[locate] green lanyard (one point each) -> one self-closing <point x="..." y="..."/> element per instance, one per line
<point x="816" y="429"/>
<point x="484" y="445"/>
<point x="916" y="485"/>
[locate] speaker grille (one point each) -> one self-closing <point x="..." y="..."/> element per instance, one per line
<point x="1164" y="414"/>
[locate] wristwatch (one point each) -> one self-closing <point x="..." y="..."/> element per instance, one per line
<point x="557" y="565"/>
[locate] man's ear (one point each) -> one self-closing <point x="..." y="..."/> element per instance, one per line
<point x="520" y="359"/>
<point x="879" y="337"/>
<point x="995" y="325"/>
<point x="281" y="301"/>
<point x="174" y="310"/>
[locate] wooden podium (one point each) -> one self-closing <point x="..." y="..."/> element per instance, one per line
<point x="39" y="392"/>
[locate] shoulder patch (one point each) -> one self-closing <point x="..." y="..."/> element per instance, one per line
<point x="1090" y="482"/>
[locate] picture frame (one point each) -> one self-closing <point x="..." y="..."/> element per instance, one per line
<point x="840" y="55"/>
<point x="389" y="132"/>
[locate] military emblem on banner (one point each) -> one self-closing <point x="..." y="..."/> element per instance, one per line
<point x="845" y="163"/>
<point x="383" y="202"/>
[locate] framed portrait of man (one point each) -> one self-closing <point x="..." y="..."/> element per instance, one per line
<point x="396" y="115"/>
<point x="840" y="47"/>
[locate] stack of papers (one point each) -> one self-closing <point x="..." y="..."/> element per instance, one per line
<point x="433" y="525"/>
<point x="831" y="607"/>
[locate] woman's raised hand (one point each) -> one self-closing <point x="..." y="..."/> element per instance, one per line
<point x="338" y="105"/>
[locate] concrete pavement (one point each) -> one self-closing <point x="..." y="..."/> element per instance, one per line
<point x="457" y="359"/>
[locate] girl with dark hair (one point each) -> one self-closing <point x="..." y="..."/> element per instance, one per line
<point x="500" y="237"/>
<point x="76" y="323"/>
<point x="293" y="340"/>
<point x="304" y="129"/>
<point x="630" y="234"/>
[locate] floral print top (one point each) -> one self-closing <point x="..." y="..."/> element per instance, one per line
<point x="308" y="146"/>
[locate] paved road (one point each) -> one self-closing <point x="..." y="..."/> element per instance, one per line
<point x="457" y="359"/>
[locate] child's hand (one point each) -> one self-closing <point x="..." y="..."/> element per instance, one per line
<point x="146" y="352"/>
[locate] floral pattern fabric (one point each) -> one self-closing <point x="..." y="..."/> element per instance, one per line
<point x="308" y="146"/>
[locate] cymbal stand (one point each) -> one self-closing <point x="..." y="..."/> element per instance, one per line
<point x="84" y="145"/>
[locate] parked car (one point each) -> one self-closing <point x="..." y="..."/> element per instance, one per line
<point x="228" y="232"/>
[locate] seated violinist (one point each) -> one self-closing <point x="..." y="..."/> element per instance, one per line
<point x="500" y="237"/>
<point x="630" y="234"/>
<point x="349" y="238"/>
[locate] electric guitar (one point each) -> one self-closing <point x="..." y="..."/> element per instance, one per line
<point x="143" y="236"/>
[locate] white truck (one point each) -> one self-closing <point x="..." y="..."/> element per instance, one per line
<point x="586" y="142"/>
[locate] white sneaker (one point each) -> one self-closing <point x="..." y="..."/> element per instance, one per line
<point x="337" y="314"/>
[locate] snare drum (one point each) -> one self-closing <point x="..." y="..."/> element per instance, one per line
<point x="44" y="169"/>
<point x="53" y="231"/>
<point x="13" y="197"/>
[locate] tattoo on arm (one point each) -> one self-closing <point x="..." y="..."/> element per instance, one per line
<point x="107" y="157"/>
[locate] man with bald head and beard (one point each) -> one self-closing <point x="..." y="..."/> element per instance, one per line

> _Task to carry out_
Repeat all of the material above exactly, with no line dropped.

> _Answer space_
[locate] green lanyard (one point each) -> one self-closing <point x="..." y="..."/> element per instance, one per line
<point x="816" y="429"/>
<point x="484" y="445"/>
<point x="916" y="485"/>
[locate] speaker grille (one point each) -> one self-closing <point x="..." y="..."/> element per instance, one per line
<point x="1164" y="414"/>
[locate] wristwatch (one point each) -> one self-closing <point x="..." y="..."/> element per instance, one per line
<point x="557" y="565"/>
[locate] man's ear (one point each) -> one self-closing <point x="..." y="..."/> element per instance, one per line
<point x="520" y="359"/>
<point x="879" y="337"/>
<point x="995" y="325"/>
<point x="281" y="301"/>
<point x="174" y="310"/>
[locate] wooden podium (one point each) -> one self-closing <point x="..." y="..."/> element per instance, one per line
<point x="39" y="392"/>
[locate] shoulder patch (one point each) -> one self-closing <point x="..." y="..."/> element per instance, one per line
<point x="1090" y="482"/>
[locate] picture frame (one point each) -> one self-closing <point x="..." y="..."/> element per instance, one per line
<point x="840" y="55"/>
<point x="389" y="132"/>
[locate] military emblem on banner (one point each) -> one self-closing <point x="..." y="..."/> element per instance, one per line
<point x="845" y="163"/>
<point x="383" y="202"/>
[locate] framed portrait of man (one point each) -> one self-closing <point x="..." y="..."/> element per instance, one per line
<point x="396" y="115"/>
<point x="840" y="47"/>
[locate] stack of papers (one point each) -> one self-closing <point x="..." y="..."/> element per instance, one per line
<point x="433" y="525"/>
<point x="831" y="607"/>
[locate] woman's raised hand (one point each) -> one self-closing <point x="..." y="..."/> element per instance, one per line
<point x="338" y="105"/>
[locate] concrete pavement (one point each) -> one self-closing <point x="..." y="..."/> element per instance, one per line
<point x="457" y="359"/>
[locate] girl with dark hair (one point each) -> one self-closing <point x="..." y="..."/> element per instance, one per line
<point x="500" y="237"/>
<point x="76" y="323"/>
<point x="293" y="340"/>
<point x="304" y="129"/>
<point x="630" y="234"/>
[locate] floral print top (one point each) -> one self-closing <point x="..." y="..."/> element per instance, one per line
<point x="308" y="146"/>
[locate] paved road (one point each) -> one self-closing <point x="..." y="..."/> element per instance, one per line
<point x="457" y="359"/>
[locate] child's hand (one point each) -> one self-closing <point x="..." y="..."/> element per instance, one per line
<point x="146" y="352"/>
[locate] floral pattern fabric (one point each) -> one self-closing <point x="..." y="..."/> element per instance, one per line
<point x="308" y="146"/>
[locate] cymbal stand (one point each) -> one self-closing <point x="..." y="..."/> element per instance, one per line
<point x="84" y="145"/>
[locate] parked car (one point each) -> one self-closing <point x="..." y="..."/> element per instance, one per line
<point x="228" y="232"/>
[locate] seated violinist (one point each) -> one self-closing <point x="..." y="..."/> element per instance, one per line
<point x="500" y="237"/>
<point x="630" y="234"/>
<point x="349" y="238"/>
[locate] electric guitar (one point each) -> one self-closing <point x="..." y="..."/> element per instance, one per line
<point x="143" y="236"/>
[locate] white truck (one point each) -> one self-closing <point x="..." y="..."/> element per instance, one per line
<point x="586" y="142"/>
[locate] white sneaker (one point each) -> one self-closing <point x="..." y="..."/> element per instance, one per line
<point x="337" y="314"/>
[locate] snare drum (one point each) -> one self-closing <point x="..." y="..."/> element per instance, one per line
<point x="44" y="169"/>
<point x="53" y="231"/>
<point x="13" y="197"/>
[locate] tattoo on arm (one point each) -> one self-closing <point x="..." y="..."/> element per instance, one per line
<point x="107" y="157"/>
[locate] man with bald head and beard (one point each) -> one self-closing <point x="..." y="..."/> element per instance, one per line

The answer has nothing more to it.